DO THIS ▸
Please pull out the lines running from the one containing "Keep to these rules. Indicate every instance of the green lawn" through the end of the records, and reproduce them word for word.

Records pointing to named objects ▸

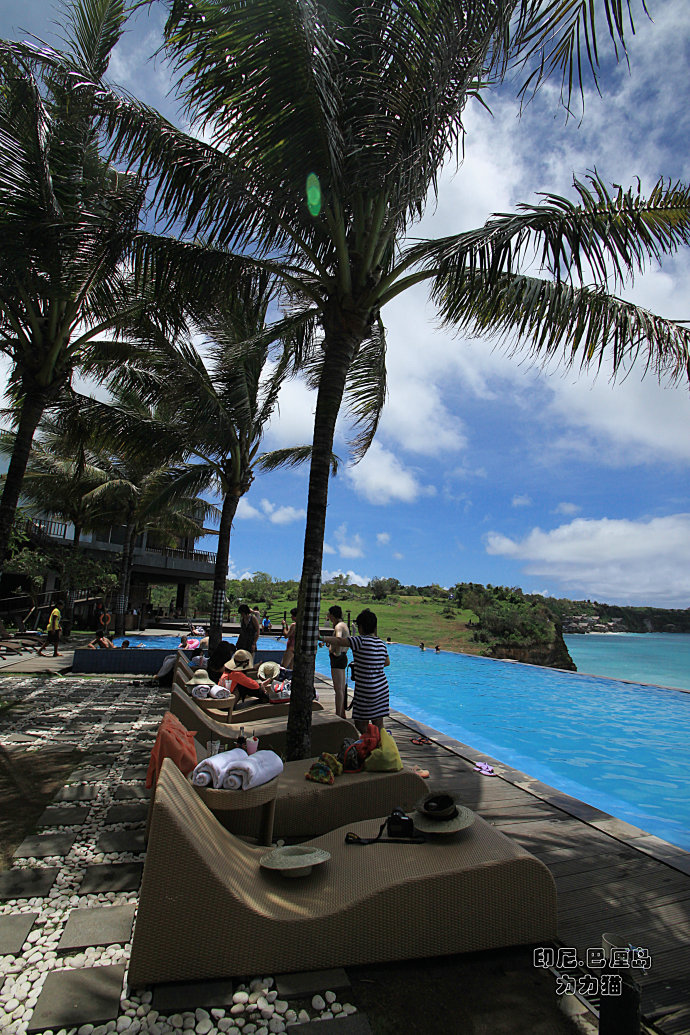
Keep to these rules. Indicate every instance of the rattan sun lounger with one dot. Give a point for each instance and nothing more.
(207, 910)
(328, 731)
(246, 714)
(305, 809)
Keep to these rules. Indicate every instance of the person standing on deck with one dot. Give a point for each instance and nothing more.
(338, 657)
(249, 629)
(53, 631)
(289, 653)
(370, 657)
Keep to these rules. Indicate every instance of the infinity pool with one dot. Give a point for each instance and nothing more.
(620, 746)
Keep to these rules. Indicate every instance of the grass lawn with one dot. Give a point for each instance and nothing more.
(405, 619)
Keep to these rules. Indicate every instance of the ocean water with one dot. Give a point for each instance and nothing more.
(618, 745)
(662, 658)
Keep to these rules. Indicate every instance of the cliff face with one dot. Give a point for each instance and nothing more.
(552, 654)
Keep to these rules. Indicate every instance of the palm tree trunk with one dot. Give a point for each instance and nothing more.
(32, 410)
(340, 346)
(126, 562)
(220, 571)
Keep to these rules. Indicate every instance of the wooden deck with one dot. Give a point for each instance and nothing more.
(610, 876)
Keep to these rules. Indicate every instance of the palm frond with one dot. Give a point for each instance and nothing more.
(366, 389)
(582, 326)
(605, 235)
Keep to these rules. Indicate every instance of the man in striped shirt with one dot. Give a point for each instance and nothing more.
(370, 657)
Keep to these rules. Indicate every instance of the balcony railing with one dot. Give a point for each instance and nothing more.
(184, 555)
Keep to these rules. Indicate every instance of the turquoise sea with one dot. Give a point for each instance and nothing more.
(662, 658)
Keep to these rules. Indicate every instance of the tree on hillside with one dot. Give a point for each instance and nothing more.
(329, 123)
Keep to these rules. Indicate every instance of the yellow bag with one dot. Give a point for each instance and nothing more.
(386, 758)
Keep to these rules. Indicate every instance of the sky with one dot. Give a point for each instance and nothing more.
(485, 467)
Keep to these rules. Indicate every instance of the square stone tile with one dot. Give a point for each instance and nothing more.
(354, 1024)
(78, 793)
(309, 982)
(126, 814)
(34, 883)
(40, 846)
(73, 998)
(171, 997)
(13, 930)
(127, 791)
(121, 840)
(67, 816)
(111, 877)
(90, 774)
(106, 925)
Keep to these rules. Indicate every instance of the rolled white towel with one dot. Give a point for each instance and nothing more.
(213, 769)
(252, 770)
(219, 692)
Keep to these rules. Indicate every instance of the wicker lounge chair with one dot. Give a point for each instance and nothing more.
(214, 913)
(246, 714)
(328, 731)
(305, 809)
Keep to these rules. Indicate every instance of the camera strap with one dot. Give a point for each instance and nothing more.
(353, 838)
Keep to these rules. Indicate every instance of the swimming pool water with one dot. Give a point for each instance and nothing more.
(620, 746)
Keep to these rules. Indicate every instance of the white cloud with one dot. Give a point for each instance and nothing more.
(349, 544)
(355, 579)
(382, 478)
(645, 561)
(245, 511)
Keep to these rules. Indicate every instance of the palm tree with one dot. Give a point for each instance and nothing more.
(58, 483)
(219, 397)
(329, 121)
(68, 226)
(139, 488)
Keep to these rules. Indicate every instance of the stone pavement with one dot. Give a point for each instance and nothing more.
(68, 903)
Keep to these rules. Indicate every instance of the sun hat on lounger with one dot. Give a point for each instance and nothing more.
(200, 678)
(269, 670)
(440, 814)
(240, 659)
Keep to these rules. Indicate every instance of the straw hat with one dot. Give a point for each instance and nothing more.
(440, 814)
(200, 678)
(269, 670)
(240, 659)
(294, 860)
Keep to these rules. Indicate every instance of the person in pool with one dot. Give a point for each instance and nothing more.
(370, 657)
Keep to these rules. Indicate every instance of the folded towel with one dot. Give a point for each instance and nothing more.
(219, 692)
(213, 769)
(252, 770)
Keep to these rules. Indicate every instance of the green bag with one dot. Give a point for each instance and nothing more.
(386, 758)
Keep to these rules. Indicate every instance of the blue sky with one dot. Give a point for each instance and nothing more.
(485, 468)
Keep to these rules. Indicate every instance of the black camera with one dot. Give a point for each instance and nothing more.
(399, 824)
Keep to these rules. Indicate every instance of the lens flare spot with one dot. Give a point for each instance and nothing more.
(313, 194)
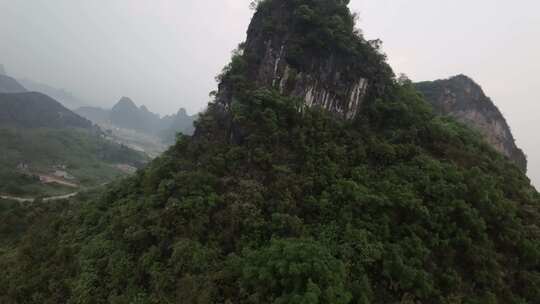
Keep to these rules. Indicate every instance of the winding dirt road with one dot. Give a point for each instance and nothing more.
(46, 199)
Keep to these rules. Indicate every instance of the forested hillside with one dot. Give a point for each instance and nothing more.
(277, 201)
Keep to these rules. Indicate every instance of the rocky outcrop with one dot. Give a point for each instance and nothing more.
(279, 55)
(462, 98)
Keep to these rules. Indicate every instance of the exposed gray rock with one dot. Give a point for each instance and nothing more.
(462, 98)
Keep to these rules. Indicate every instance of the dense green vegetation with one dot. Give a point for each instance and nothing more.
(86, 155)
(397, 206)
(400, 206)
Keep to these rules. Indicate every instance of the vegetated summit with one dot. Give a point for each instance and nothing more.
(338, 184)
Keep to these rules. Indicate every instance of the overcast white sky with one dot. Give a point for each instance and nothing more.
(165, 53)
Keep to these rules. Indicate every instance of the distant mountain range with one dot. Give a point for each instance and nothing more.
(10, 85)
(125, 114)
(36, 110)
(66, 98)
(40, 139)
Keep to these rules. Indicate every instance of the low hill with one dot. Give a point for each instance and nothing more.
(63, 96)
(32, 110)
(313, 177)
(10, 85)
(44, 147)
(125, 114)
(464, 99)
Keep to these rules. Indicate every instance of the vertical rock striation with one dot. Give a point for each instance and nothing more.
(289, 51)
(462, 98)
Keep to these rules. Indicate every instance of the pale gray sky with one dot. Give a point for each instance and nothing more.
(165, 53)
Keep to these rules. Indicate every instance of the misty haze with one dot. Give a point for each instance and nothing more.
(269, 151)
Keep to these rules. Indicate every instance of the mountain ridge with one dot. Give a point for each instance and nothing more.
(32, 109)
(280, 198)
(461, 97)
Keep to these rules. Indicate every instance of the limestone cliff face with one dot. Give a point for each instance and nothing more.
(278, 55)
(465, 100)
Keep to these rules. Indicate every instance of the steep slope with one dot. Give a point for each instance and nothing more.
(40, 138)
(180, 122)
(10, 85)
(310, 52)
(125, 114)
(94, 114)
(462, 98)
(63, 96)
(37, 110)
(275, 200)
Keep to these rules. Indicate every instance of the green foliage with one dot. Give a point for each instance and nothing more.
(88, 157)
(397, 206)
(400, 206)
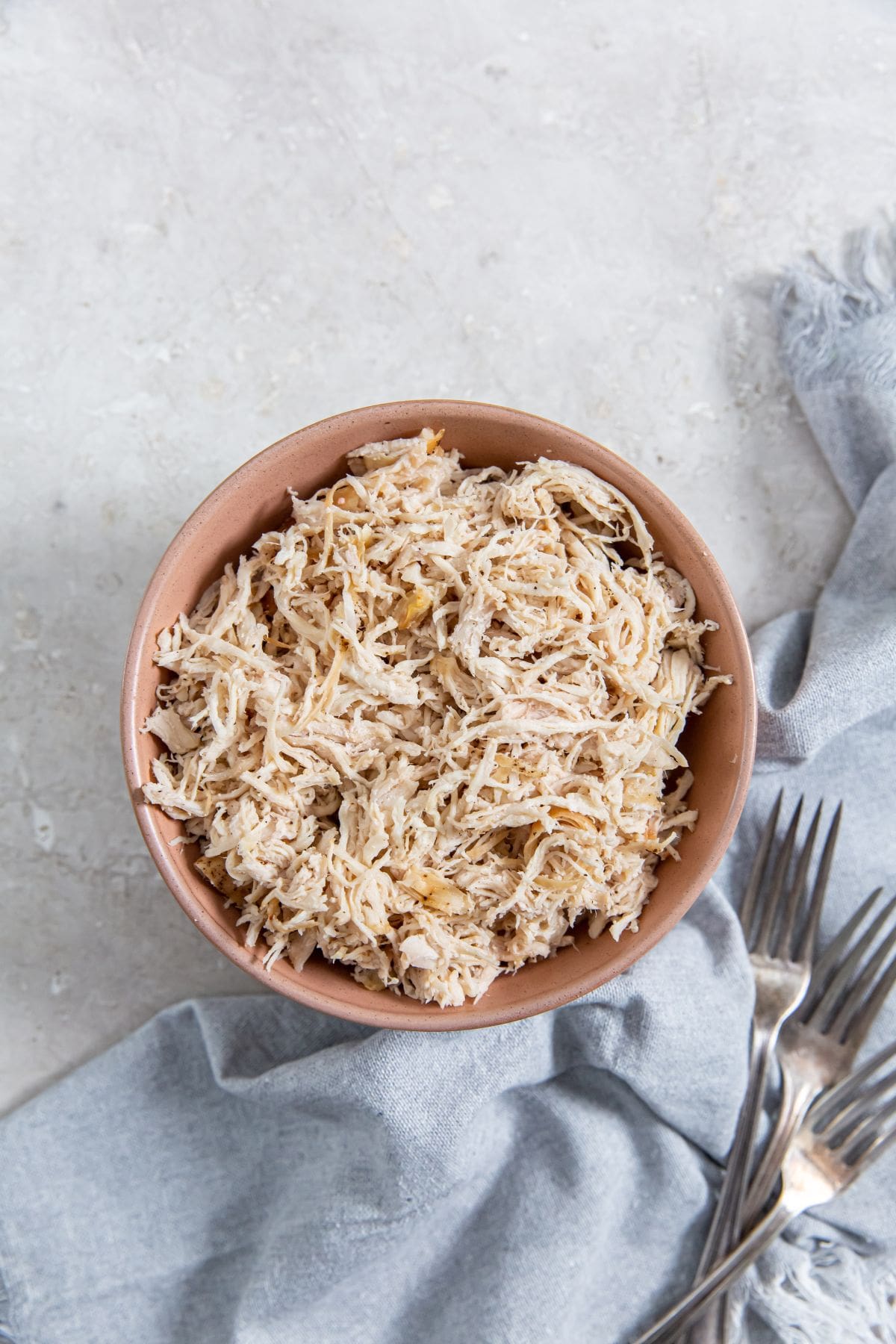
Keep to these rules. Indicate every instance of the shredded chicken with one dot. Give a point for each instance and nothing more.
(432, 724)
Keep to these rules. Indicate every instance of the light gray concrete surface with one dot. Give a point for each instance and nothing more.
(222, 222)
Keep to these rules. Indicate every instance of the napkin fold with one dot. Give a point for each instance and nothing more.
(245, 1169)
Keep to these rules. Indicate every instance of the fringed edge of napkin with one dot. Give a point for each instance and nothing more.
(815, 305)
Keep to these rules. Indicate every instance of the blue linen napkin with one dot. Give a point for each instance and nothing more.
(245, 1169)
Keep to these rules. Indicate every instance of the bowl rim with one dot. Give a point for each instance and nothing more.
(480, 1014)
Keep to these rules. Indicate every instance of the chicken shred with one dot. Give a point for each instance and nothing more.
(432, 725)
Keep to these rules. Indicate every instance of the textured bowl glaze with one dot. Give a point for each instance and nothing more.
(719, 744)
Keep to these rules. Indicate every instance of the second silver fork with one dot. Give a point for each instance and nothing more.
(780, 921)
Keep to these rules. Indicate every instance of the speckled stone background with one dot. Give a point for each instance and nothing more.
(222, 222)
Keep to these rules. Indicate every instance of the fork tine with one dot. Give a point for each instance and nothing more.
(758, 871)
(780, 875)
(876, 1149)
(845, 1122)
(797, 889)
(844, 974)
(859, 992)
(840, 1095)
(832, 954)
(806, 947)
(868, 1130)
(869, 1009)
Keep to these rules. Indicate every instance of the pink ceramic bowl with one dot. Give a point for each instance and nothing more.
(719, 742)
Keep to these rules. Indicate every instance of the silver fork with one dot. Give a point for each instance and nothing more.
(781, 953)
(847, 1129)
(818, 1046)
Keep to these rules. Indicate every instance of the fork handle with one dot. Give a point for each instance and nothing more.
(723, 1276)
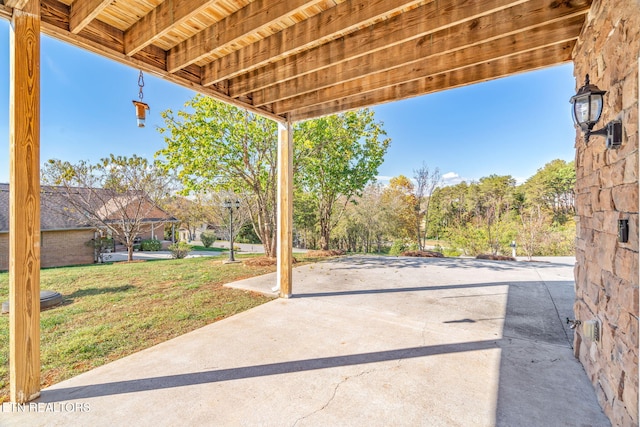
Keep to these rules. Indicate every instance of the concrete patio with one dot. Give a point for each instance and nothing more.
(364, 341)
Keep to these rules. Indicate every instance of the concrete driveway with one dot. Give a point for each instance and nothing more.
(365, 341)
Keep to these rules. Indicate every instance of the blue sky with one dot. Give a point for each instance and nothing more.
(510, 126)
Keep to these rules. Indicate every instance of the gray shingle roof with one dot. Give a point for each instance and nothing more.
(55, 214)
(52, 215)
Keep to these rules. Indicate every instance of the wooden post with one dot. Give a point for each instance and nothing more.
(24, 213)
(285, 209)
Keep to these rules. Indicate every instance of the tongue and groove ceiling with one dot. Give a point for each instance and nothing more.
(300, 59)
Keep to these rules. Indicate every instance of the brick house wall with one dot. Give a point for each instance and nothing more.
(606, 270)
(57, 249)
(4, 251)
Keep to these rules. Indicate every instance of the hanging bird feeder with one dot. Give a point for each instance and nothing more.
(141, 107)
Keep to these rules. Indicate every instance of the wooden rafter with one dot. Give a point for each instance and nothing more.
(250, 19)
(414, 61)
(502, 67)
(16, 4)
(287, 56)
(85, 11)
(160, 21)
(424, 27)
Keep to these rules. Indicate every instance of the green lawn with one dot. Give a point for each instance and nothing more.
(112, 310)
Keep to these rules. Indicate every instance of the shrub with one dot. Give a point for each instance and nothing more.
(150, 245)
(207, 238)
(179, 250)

SOLUTION TO THIS EXERCISE ▸
Keep to these rules. Indicate every instance of the green lawn with one dot. Give a point for each instance and nothing more.
(112, 310)
Keep to these rules. Indicate every instance of the shrub with one dot. Give a point for each instance and nothing more.
(150, 245)
(207, 238)
(179, 250)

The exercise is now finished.